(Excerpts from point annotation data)
────────

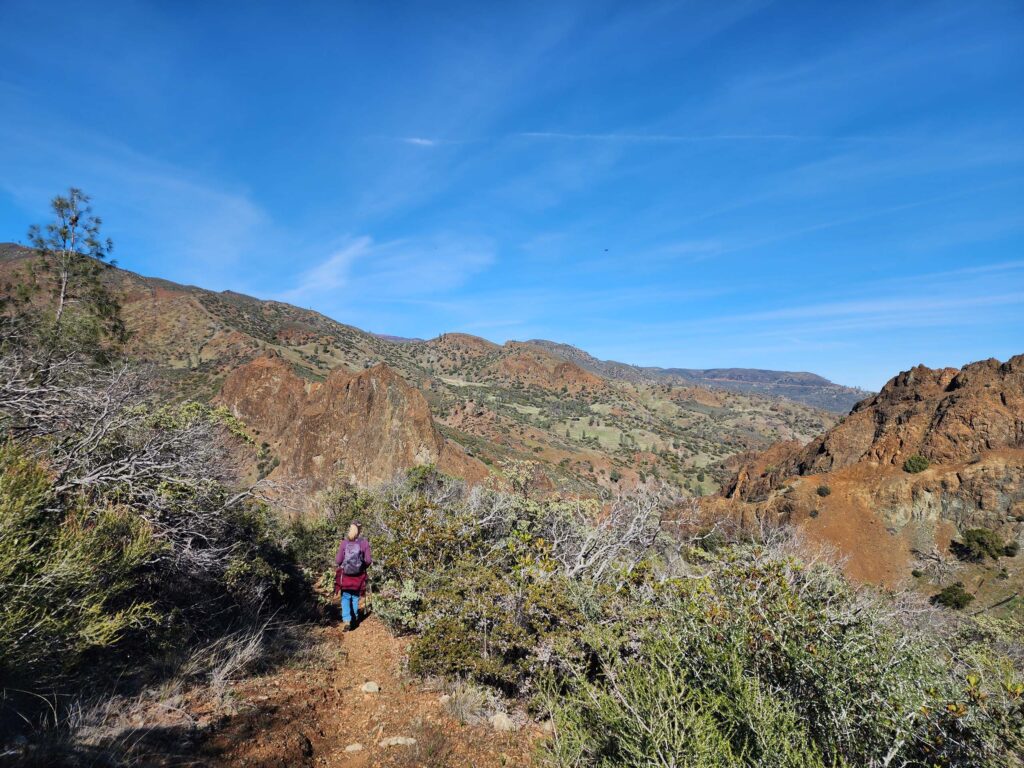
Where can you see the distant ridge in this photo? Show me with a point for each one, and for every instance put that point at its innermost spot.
(808, 388)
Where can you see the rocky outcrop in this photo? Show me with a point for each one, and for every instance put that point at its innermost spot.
(364, 427)
(848, 487)
(945, 415)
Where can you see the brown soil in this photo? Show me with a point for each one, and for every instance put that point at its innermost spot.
(303, 717)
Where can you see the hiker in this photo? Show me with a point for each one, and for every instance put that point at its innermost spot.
(350, 578)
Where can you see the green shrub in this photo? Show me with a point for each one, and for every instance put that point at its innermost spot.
(953, 596)
(978, 544)
(915, 464)
(67, 576)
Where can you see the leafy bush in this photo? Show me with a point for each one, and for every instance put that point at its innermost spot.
(953, 596)
(130, 547)
(978, 544)
(915, 464)
(67, 576)
(767, 662)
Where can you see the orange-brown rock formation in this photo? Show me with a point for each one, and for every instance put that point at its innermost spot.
(848, 487)
(363, 427)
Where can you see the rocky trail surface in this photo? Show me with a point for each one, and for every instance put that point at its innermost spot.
(355, 708)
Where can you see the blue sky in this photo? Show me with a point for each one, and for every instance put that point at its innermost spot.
(836, 187)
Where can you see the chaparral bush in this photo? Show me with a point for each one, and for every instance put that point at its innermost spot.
(123, 543)
(915, 464)
(646, 649)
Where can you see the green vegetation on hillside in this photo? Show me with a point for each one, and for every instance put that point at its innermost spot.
(704, 647)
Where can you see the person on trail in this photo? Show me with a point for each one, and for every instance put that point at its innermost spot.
(350, 578)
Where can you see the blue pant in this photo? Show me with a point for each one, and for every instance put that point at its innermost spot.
(349, 606)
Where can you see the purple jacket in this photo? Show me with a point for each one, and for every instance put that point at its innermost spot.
(345, 583)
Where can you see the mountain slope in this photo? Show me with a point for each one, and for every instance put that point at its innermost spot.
(852, 486)
(810, 389)
(588, 431)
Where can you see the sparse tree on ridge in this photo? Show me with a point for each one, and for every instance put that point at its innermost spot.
(72, 249)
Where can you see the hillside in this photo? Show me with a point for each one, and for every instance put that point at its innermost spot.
(962, 432)
(485, 402)
(809, 389)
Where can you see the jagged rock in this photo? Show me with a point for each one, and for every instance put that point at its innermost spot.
(502, 722)
(945, 415)
(368, 426)
(396, 741)
(884, 520)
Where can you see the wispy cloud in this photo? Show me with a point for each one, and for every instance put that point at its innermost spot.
(692, 137)
(332, 273)
(195, 228)
(363, 271)
(419, 141)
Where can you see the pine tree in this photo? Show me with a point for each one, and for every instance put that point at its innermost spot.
(71, 248)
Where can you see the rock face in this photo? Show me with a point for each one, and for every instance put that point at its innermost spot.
(947, 416)
(363, 427)
(848, 487)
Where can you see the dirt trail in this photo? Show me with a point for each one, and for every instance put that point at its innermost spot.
(308, 716)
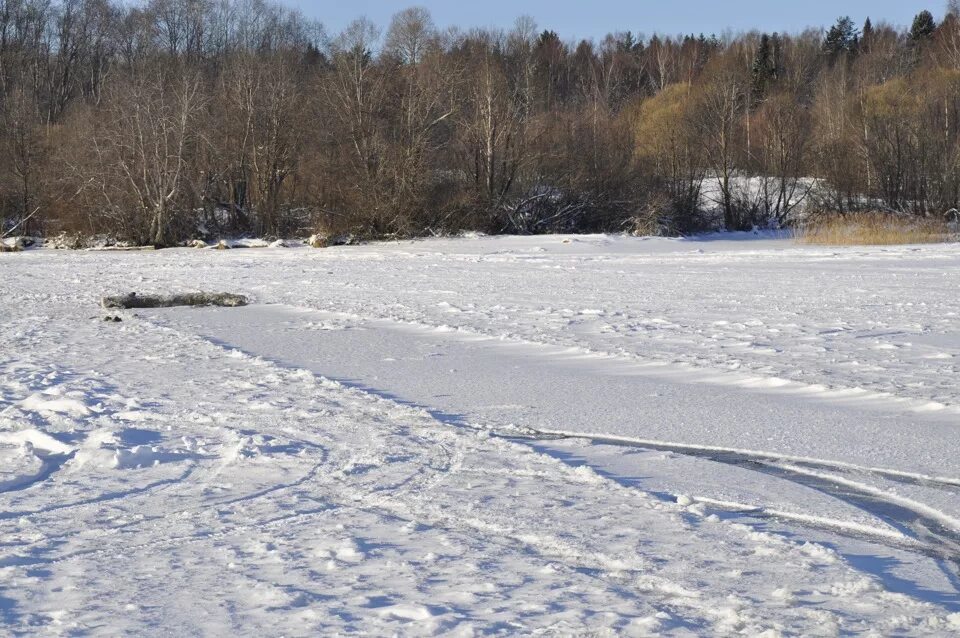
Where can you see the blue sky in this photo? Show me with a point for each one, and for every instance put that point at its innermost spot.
(597, 17)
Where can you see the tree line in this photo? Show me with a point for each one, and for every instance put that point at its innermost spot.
(175, 119)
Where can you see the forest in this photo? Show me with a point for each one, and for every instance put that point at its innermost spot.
(172, 120)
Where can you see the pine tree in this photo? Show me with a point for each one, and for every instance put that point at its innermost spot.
(764, 69)
(841, 38)
(923, 27)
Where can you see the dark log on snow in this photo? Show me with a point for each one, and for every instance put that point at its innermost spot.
(133, 300)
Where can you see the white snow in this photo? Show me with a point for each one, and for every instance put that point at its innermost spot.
(560, 435)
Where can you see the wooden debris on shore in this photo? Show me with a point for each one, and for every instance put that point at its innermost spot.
(133, 300)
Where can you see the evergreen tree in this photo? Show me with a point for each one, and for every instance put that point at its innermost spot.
(764, 69)
(841, 38)
(923, 27)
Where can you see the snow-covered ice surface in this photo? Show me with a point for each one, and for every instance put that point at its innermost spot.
(556, 435)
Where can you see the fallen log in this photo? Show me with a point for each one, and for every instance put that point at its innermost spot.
(133, 300)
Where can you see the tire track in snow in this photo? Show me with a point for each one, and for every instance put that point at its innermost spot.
(933, 533)
(922, 529)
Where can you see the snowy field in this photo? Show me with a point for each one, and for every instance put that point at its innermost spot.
(492, 436)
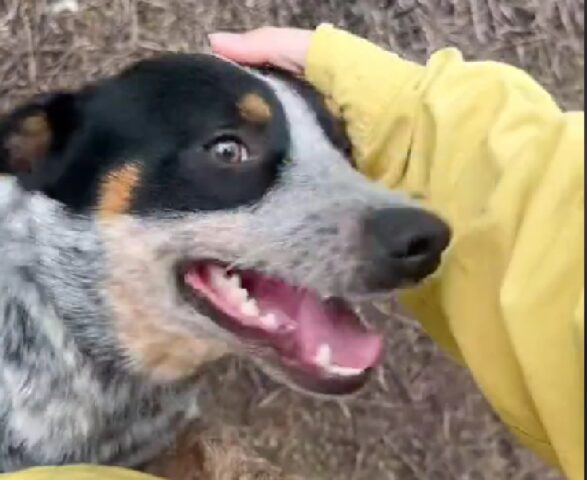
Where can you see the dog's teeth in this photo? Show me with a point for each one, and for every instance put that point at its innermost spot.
(234, 281)
(218, 277)
(343, 371)
(324, 360)
(238, 295)
(250, 308)
(269, 321)
(324, 355)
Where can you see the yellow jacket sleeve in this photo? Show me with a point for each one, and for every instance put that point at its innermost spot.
(487, 148)
(77, 472)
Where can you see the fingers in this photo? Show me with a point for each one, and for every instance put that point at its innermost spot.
(284, 48)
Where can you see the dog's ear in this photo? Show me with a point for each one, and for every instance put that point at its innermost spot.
(35, 132)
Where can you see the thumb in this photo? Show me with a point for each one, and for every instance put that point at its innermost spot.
(284, 48)
(240, 47)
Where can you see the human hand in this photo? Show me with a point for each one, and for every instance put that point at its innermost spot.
(285, 48)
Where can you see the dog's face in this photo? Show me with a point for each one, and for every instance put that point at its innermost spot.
(230, 217)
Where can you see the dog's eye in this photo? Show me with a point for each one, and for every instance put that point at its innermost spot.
(229, 150)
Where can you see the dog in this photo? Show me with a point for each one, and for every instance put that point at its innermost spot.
(156, 221)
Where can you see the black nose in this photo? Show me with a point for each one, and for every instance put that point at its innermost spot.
(404, 245)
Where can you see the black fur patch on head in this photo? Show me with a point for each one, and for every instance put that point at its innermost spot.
(330, 122)
(178, 119)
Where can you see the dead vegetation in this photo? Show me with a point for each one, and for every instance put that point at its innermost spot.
(423, 418)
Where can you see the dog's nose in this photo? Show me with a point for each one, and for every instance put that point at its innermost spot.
(404, 244)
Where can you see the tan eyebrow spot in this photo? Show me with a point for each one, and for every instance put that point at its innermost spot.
(117, 190)
(254, 108)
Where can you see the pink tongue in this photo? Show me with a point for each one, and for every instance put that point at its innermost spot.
(319, 323)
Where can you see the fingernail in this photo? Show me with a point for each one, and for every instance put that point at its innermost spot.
(221, 36)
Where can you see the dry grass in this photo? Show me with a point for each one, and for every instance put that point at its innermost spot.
(423, 418)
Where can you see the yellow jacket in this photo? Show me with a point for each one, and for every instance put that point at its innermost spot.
(489, 149)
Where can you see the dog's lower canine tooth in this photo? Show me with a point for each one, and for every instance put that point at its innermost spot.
(324, 355)
(269, 321)
(250, 308)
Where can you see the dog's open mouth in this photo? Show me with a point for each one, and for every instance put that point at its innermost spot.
(322, 345)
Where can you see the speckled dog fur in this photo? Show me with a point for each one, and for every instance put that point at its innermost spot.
(100, 356)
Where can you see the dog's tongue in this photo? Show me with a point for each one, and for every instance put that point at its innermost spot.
(319, 324)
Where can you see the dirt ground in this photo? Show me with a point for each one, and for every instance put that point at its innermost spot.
(422, 418)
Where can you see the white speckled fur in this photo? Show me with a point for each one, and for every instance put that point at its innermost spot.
(69, 389)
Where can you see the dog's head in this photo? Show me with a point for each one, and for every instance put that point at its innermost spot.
(231, 217)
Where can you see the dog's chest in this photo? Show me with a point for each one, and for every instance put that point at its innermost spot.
(57, 404)
(71, 417)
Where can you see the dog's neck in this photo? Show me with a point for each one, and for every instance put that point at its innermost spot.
(52, 261)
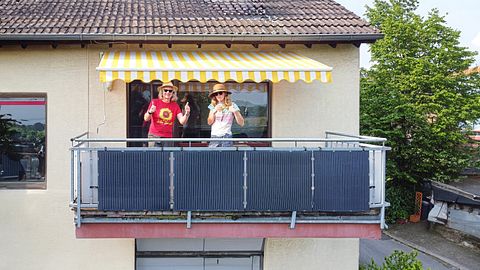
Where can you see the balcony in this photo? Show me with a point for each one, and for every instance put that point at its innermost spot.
(336, 180)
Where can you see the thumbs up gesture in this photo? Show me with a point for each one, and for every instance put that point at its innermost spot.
(187, 108)
(152, 109)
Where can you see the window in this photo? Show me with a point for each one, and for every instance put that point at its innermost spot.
(22, 141)
(252, 99)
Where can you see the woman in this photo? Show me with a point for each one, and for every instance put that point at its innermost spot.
(222, 112)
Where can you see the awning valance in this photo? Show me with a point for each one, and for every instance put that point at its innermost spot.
(204, 66)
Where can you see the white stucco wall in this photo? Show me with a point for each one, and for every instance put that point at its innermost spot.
(311, 254)
(36, 226)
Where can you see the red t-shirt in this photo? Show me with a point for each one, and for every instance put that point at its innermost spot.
(163, 118)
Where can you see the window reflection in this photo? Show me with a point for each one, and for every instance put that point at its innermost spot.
(252, 99)
(22, 139)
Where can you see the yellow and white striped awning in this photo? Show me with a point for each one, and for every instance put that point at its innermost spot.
(204, 66)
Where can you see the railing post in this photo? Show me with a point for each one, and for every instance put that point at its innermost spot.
(313, 180)
(72, 176)
(172, 174)
(383, 175)
(245, 179)
(79, 189)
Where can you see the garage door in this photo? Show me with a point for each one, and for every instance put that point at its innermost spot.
(199, 254)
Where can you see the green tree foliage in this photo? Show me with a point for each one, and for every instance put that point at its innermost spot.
(417, 95)
(398, 260)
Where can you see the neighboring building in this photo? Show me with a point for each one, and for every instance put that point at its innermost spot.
(85, 70)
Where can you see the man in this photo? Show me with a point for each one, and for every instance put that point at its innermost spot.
(162, 113)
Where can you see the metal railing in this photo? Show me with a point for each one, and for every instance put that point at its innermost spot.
(95, 161)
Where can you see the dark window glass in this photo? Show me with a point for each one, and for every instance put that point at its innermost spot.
(22, 139)
(252, 99)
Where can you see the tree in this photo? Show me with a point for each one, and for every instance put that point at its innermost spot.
(417, 95)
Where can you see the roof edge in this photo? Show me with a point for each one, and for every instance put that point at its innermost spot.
(267, 38)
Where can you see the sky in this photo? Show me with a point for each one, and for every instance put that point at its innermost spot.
(460, 15)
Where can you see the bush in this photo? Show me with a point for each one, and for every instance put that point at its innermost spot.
(398, 260)
(402, 203)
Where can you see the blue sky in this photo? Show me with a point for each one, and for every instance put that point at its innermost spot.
(461, 15)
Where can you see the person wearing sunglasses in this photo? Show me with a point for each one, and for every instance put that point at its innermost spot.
(221, 115)
(162, 112)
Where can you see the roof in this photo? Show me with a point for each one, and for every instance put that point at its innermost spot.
(157, 19)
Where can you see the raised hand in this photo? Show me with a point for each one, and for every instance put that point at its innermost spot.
(187, 108)
(232, 109)
(152, 109)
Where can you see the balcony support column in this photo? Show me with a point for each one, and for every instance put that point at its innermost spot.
(245, 179)
(189, 219)
(294, 220)
(313, 180)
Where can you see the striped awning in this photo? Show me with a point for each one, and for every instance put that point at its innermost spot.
(204, 66)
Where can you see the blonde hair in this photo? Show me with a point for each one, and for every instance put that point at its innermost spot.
(227, 102)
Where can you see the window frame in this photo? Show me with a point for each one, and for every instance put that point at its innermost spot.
(156, 83)
(5, 185)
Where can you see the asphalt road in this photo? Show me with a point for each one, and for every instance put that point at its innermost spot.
(379, 249)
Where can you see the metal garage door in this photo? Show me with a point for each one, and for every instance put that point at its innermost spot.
(199, 254)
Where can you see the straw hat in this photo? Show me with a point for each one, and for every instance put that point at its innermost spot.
(168, 85)
(219, 87)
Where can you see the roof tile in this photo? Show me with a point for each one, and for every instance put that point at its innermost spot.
(204, 17)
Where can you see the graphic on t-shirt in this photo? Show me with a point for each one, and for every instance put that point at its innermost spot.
(165, 116)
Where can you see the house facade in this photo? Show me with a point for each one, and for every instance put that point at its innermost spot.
(79, 190)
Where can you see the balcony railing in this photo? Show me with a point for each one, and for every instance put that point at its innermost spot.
(339, 178)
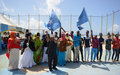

────────

**REQUEST**
How many lines in the entries above contain the word "speckled"? Reply with the number only.

**RESULT OF THE TASK**
2